* _EXERCISE INSTRUCTIONS_
Scale the answer coordinates by 0.8, rounding to whole numbers with halves going up, and rewrite only the rows from the line with "Expected: a marker on each instance of the person in" through the final row, both ends included. Keep the requests in those rows unchanged.

# START OF DATASET ENTRIES

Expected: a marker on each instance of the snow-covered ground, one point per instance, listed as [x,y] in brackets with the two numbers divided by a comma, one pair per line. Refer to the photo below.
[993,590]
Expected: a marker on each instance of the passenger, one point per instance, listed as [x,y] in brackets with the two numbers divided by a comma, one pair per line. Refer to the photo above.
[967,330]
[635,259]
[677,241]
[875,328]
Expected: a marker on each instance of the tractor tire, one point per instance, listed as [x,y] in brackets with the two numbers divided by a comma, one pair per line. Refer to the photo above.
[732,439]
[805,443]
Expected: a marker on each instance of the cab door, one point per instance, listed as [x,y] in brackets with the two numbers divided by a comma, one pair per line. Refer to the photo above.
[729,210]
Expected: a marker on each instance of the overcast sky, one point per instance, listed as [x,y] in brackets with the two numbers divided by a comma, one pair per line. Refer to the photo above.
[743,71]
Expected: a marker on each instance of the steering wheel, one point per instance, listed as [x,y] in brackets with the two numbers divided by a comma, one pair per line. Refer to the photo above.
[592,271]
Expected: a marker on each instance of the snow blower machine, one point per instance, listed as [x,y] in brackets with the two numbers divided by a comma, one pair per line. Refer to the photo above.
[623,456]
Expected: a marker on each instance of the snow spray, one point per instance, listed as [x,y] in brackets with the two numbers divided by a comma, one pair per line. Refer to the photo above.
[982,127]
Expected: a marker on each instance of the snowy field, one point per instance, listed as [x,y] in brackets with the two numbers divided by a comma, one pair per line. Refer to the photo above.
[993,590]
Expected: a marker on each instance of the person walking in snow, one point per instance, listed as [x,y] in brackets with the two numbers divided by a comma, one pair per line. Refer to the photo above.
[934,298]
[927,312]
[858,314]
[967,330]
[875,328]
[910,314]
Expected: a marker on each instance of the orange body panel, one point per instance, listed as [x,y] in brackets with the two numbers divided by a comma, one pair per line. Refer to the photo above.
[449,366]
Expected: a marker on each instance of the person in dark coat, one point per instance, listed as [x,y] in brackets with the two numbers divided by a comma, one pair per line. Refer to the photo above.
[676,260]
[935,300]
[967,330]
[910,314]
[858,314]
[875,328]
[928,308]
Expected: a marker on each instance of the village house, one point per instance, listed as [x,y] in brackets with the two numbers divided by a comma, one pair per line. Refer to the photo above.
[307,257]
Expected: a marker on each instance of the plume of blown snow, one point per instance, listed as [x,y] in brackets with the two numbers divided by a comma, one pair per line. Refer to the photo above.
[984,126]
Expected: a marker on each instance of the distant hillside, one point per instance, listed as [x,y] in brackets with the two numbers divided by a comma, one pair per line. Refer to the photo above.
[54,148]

# END OF DATASET ENTRIES

* _RESPONSE_
Expected: a marker on each instance of the person in dark coat, one point per instance, listed as [x,y] in brackets with the two numbers divided by a comma, one pair per line. Refer to the photo above.
[541,208]
[748,240]
[774,264]
[728,251]
[686,251]
[700,262]
[742,246]
Expected: a marker on each instance of the village house, one point per instance, listed as [x,y] in brackets with the two numbers divided by a comma, one pair per line. Refer to the photo above.
[246,206]
Expected: a marker on each instance of the plume of blown snow, one point per instance, listed as [x,y] in brackets with the two numbers divided by a comma, one pair per line. Refer to the photo above.
[787,101]
Expected: a marker on each instance of the distant hillside, one point per instance, listed as [x,y] in brackets with the two numbers divided by a comma, one pair per line. Refer to the photo above.
[43,118]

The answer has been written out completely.